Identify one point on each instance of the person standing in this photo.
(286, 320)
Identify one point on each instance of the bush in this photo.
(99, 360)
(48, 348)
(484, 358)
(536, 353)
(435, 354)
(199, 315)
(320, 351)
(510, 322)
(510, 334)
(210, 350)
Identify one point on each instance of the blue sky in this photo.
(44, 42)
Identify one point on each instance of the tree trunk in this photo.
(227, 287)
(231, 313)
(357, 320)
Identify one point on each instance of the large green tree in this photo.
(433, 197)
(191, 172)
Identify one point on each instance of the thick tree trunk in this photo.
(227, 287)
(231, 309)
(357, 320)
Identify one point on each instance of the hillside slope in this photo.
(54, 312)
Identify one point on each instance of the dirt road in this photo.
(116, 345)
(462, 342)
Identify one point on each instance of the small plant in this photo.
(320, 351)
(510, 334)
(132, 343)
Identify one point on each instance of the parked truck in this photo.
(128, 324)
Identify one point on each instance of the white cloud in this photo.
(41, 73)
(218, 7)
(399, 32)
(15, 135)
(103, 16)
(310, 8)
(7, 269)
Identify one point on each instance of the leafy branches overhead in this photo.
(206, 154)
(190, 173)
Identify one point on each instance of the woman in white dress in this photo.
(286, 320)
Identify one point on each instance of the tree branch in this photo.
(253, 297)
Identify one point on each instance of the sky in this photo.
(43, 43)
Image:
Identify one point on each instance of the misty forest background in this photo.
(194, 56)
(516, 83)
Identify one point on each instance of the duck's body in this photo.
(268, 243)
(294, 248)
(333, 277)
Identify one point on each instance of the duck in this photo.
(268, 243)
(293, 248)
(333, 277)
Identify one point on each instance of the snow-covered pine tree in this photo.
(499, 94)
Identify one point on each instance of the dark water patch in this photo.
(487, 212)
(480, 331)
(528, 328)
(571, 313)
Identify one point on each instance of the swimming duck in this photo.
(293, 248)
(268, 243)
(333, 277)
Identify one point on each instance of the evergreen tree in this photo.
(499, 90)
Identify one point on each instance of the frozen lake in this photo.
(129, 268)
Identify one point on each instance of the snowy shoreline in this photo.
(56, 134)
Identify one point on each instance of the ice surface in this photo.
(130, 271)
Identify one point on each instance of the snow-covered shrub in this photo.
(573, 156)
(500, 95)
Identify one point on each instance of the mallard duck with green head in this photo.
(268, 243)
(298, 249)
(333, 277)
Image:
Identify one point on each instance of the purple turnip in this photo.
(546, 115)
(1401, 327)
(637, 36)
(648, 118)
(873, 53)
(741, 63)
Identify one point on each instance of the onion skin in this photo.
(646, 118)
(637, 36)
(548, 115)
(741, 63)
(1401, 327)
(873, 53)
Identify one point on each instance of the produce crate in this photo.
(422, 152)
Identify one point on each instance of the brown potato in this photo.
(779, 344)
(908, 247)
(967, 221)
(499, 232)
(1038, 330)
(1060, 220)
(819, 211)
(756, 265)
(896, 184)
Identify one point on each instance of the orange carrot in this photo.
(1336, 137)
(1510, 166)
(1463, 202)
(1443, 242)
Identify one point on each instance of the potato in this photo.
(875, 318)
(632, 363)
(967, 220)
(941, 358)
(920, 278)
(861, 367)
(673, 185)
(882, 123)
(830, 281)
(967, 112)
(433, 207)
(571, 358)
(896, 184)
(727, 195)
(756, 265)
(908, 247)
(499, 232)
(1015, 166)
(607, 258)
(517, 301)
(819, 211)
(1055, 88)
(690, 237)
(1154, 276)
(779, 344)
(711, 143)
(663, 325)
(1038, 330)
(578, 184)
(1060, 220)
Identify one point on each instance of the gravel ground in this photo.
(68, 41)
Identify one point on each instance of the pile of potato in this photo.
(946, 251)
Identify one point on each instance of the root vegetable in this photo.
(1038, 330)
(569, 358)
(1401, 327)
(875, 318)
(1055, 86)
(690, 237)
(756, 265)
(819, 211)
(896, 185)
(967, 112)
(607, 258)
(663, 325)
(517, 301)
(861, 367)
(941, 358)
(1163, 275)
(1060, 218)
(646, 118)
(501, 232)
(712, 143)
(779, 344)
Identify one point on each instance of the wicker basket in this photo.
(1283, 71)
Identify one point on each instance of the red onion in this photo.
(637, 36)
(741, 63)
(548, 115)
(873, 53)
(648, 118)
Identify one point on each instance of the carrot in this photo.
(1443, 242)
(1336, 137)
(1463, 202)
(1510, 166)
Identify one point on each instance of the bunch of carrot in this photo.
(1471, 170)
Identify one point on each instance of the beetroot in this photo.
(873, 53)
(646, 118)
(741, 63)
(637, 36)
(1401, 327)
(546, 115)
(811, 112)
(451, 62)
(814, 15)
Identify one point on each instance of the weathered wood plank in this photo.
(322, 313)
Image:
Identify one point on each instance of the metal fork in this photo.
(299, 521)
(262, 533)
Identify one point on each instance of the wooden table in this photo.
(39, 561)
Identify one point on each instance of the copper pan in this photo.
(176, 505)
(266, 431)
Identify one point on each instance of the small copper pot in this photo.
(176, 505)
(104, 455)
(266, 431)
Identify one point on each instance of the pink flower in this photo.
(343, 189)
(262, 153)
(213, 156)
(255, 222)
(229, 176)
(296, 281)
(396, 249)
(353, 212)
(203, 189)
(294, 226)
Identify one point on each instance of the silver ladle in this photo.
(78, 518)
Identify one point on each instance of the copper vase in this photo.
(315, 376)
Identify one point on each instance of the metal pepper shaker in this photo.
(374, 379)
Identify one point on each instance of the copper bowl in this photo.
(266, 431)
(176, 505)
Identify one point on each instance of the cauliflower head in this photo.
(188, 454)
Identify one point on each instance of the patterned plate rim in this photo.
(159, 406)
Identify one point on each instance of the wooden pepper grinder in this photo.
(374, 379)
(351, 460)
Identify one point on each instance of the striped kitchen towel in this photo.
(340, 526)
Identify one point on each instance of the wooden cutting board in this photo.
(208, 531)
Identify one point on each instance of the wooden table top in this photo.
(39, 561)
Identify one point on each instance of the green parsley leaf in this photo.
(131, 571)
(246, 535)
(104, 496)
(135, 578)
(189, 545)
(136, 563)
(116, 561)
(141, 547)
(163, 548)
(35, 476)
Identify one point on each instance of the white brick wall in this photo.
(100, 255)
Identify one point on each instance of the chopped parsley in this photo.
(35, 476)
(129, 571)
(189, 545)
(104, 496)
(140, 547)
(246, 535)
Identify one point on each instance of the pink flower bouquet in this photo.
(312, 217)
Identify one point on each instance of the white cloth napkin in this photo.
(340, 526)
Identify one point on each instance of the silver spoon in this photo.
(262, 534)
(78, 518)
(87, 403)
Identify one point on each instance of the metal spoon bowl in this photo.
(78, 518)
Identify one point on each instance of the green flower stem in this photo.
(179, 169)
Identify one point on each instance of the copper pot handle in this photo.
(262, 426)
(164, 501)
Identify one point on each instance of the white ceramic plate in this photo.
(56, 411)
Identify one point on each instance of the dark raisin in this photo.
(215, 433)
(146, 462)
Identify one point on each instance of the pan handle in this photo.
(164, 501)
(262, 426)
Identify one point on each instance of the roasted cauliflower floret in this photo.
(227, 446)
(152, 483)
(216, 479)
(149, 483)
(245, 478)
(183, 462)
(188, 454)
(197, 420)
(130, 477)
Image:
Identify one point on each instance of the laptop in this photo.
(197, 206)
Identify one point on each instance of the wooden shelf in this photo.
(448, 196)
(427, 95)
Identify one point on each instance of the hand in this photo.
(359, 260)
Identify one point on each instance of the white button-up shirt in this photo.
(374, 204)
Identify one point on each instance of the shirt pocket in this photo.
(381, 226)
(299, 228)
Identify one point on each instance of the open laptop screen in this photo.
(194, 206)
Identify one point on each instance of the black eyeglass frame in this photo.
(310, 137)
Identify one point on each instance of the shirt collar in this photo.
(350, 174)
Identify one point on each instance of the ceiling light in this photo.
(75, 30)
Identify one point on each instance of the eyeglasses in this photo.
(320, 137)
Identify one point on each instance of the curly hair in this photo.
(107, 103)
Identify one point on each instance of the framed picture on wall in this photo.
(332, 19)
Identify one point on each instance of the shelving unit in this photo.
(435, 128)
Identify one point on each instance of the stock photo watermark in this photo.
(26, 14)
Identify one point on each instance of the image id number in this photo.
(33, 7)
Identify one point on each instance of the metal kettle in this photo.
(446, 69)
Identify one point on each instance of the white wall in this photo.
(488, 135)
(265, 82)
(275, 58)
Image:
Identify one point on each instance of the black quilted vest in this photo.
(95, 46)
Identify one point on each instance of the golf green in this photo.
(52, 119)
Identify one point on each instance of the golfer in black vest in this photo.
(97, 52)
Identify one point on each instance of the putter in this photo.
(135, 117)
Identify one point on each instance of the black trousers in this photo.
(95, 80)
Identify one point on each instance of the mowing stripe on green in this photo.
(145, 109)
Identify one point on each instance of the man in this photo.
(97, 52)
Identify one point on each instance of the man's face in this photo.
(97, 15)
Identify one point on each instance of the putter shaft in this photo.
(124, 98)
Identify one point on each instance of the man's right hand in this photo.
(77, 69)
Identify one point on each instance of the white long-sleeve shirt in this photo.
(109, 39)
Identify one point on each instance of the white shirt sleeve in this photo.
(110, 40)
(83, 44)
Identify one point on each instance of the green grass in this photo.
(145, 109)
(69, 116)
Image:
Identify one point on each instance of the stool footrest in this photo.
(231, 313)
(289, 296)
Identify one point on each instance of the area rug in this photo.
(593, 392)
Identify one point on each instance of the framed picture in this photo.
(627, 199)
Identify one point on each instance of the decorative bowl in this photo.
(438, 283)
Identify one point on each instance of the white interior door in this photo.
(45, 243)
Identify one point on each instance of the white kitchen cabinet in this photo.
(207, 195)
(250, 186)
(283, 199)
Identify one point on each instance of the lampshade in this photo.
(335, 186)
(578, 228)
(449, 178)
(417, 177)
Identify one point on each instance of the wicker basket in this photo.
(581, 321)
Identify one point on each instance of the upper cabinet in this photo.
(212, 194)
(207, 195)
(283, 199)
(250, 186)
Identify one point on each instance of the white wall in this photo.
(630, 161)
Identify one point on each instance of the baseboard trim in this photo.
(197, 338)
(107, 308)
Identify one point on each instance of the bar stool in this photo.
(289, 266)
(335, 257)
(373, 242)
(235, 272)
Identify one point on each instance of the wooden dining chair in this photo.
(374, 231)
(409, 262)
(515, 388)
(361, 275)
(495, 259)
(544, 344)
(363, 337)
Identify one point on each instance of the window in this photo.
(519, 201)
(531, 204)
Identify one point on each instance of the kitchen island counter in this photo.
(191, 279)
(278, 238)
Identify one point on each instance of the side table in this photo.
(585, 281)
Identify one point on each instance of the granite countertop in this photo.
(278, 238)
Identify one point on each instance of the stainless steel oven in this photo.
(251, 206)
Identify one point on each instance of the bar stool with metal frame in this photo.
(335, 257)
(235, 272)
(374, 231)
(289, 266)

===============

▶ **Work to complete**
Through the last line of the entries above, beginning at the line containing "Identify one point on each instance of the putter shaft", transcribe each line exactly, both ends included and nothing more.

▶ **Expected output**
Identify one point on each instance of the putter shaft in this photo.
(124, 98)
Identify one point on each instance of the man's right hand in this photo.
(77, 69)
Identify one point on each instance of the white long-sleeve shirt in this photo.
(109, 39)
Identify one point on each instance of the white shirt sleeve in this photo.
(110, 40)
(83, 44)
Identify one point on each instance of the green grass in this photo.
(145, 109)
(69, 116)
Image:
Identify one point on each instance of the stool footrest in this photo.
(231, 313)
(289, 296)
Identify one point on each instance of the area rug in this photo.
(593, 392)
Identify one point on each instance of the framed picture in this photo.
(627, 199)
Identify one point on each instance of the decorative bowl in this photo.
(438, 283)
Identify one point on each instance of the white interior door in this photo.
(45, 243)
Identify one point on each instance of the white kitchen cabinet in this photo.
(207, 195)
(250, 186)
(283, 199)
Identify one point on each instance of the lampshade in this photo.
(335, 186)
(578, 228)
(449, 178)
(417, 177)
Identify one point on each instance of the wicker basket in this photo.
(581, 321)
Identify one point on each instance of the upper cabinet in this photo.
(212, 194)
(207, 195)
(283, 199)
(250, 186)
Identify one point on each instance of the white wall in this photo.
(630, 161)
Identify one point on each instance of the baseboard trim in this photo.
(197, 338)
(107, 308)
Identify one point on each instance of the bar stool in this photo.
(289, 266)
(335, 257)
(373, 242)
(235, 272)
Identify one point on each instance of the wooden dining chair in this photo.
(374, 231)
(409, 262)
(515, 388)
(361, 275)
(495, 259)
(544, 344)
(363, 337)
Identify one point on each instance of the window in this photo.
(519, 201)
(531, 204)
Identify one point on each instance of the kitchen island counter in this photo.
(191, 279)
(278, 238)
Identify one point on each instance of the side table in this photo.
(585, 281)
Identify one point on each instance of the granite countertop in this photo.
(278, 238)
Identify one point on each instance of the stainless steel oven in this photo.
(251, 206)
Identify one point on each instance of the bar stool with metal frame in this photo.
(335, 257)
(235, 272)
(374, 231)
(289, 266)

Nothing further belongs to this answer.